- What to work on
A – Answer the following from the excerpt on China and the biodiversity COP:
(i) What minimum share of national territory did the 2010 goal set aside for biodiversity protection?
(ii) Which city was handed the role of venue after China cancelled?
(iii) In which city and in what month and year was the major preCOP meeting held?
B – Write out the passage of the excerpt on China and the biodiversity COP between "After the 2010" and "to its chairmanship.", inclusive.
C – Extend the commentary on China and the biodiversity COP, beginning right after its final sentence.

- Excerpt
------------------------------------------------------------------------

After the 2010 goals were set at a COP in Japan, by 2020 it was China’s turn. China was all set to boast it had fulfilled the 2010 goal of setting aside at least 17 per cent of its territory as biodiversity protection landscapes, chiefly by drawing red lines round prime pastures in Tibet and removing the pastoralists. China presents itself as a world leader, an exemplary model for developing countries worldwide, with new national parks that make Tibetan landscapes Chinese front and centre.

After repeated postponements, by mid-2022 China, wrestling with yet another pandemic outbreak, had had enough, and cancelled, handing over to Montreal as venue, while hanging on to its chairmanship.

No-one has noticed. No mobilisation is stirring. No torrent of scientific reports rolls in. No top influencers are posting, no new docos are launched. All is quiet on the wildlife front.

professional influencers encouraging urban Chinese consumers to cultivate a taste for Tibetan yak beef. Source: Qinghai Ribao, 18 December 2019

It gets worse. A COP of any global treaty is when the political leaders of the world meet. Before that, there are meetings of senior officials to thrash out a common language, an agreed program of action the politicians can then take credit for. The major preCOP meeting was in Nairobi in June 2022, and it was a disaster. Endless wrangling about finer points resulted in nothing like a coherent plan of action which all governments can sign on to. The hope was that the 17% of national territory set aside for nature would rise to 30% of each nation’s lands. Not surprisingly, many of the poorer countries, striving for development, see that as a constraint on their growth prospects, and demand compensation from the rich, who have long boasted of their manufactured landscapes. Equally unsurprising in today’s fragmenting world, the richer countries show little enthusiasm for compensating the emerging economies for foregoing development.

------------------------------------------------------------------------

- Source data
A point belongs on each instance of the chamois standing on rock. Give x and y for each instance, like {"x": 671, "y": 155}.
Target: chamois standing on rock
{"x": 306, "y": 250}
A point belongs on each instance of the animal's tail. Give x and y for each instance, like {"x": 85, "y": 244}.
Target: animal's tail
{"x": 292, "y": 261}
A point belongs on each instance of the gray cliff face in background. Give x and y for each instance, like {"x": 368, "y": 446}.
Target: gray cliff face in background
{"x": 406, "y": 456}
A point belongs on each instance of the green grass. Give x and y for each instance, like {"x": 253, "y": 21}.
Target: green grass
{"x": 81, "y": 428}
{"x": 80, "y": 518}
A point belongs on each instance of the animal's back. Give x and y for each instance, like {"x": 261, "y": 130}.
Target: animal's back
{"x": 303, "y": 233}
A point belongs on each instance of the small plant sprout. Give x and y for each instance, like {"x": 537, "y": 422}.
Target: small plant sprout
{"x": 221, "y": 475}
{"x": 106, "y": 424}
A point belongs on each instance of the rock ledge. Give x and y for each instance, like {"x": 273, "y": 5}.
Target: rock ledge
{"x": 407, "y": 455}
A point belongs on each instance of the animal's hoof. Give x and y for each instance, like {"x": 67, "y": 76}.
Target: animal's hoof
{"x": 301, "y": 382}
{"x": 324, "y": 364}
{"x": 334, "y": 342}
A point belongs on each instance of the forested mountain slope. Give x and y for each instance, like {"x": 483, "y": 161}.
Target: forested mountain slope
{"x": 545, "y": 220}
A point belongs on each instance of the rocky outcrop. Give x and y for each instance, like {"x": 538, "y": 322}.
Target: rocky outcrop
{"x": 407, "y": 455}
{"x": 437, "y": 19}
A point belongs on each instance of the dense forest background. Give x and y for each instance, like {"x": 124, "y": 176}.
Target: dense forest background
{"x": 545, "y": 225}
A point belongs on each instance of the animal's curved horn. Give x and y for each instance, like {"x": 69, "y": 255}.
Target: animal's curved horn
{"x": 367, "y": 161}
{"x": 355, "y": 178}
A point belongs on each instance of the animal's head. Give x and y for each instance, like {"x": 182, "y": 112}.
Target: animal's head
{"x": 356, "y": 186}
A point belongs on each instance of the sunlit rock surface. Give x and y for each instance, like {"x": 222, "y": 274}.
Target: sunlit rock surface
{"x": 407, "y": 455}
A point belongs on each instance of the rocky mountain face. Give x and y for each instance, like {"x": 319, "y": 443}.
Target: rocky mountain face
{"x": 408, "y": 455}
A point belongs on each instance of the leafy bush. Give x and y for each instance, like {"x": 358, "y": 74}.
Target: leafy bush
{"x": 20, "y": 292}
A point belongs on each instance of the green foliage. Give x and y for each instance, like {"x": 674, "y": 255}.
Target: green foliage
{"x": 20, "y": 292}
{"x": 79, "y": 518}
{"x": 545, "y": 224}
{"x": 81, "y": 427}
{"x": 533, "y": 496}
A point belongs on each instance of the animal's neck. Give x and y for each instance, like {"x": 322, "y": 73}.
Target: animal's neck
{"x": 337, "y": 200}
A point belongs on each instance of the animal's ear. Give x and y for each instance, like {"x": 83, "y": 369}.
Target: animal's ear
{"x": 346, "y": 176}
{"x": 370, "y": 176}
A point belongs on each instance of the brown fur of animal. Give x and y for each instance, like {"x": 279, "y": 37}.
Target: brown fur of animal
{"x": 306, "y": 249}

------------------------------------------------------------------------

- Answers by item
A –
(i) At least 17 per cent.
(ii) Montreal.
(iii) Nairobi, in June 2022.

B –
After the 2010 goals were set at a COP in Japan, by 2020 it was China’s turn. China was all set to boast it had fulfilled the 2010 goal of setting aside at least 17 per cent of its territory as biodiversity protection landscapes, chiefly by drawing red lines round prime pastures in Tibet and removing the pastoralists. China presents itself as a world leader, an exemplary model for developing countries worldwide, with new national parks that make Tibetan landscapes Chinese front and centre.

After repeated postponements, by mid-2022 China, wrestling with yet another pandemic outbreak, had had enough, and cancelled, handing over to Montreal as venue, while hanging on to its chairmanship.

C –
Source of the Dri Chu/Yangtze/Tongtian/Jinsha/Chang Jiang river in high Tibet

TIBET IS AT THE CENTRE

In the heart of Eurasia is Tibet. As usual, Tibet is the answer to China’s problems. In the name of biodiversity compensation and provisioning of water to lowland China, Beijing has redlined an area the size of Germany, badging it the Sanjiangyuan, the three-river source area, expelling nomads.

Green line marks the borders of Sanjiangyuan, source of the Yellow, Yangtze and Mekong Rivers, swallowing 16 Tibetan counties, while leaving the northern half of Qinghai heavily industrialised.
almost as big as Germany; Sanjiangyuan makes Tibet Chinese

The Sanjiangyuan National Park swallows two entire prefectures -Yushu and Golog- that nominally are autonomous, with special status for Tibetans, since it is their home. In reality this vast landscape of rolling pastures and snow peaks is among the most productive in Tibet, and the nomads of Tibet have long known how to be both productive and sustainable, always moving on their herds well before overgrazing endangers the grasses.

But China is embarrassed that a global superpower still has, in its deep hinterland, folks who wander, reliant on nature and in tune with the cycles of nature, always willing to move on. In the eyes of China’s civilising mission, people who herd animals are little better than animals. Civilisation by definition begins with penning the livestock, cutting the grasses and forage, and taking it to the animals.

Sanjiangyuan is an ocean of grass, and a foundation of Tibetan civilisation

For displaced nomads the outcome is widespread poverty and dependence on state ration handouts , and emptied lands on which Tibetan rangers enforce the exclusions.

It is no accident that so much of China’s national park system is in Tibet, in areas crucial to China’s water security, hence the name of the official policy of more than 20 years, tuimu huancao, close pastures to grow more grass. In keeping with persistent misunderstanding of how pastoralism works, the herders are blamed for land degradation actually caused by bureaucratic curbs on mobility and extensive land use; and blamed for soil degradation that results from rodents endemic to the grasslands, which aerate the soil by digging, and in a good season their population explodes because they breed like rodents. In official eyes the ignorant, careless herders are to blame, and China’s top-down state control is the solution.

This imperial logic applies not only to the Three Rivers source that includes the upper 1000 kms of the Yellow, Yangtse and Mekong rivers, but also to other national parks in Tibet. This includes the Panda National Park  on the bamboo forests of the mountains of eastern Tibet, the Chang tang of the alpine desert of northern Tibet, and the Qilian National Park (Dola Ri in Tibetan) on the northern ranges bordering Amdo and Gansu. In all of these “protected “areas, the nomads are ordered out, the opposite of the UN CBD hopes that humanity and nature can live together.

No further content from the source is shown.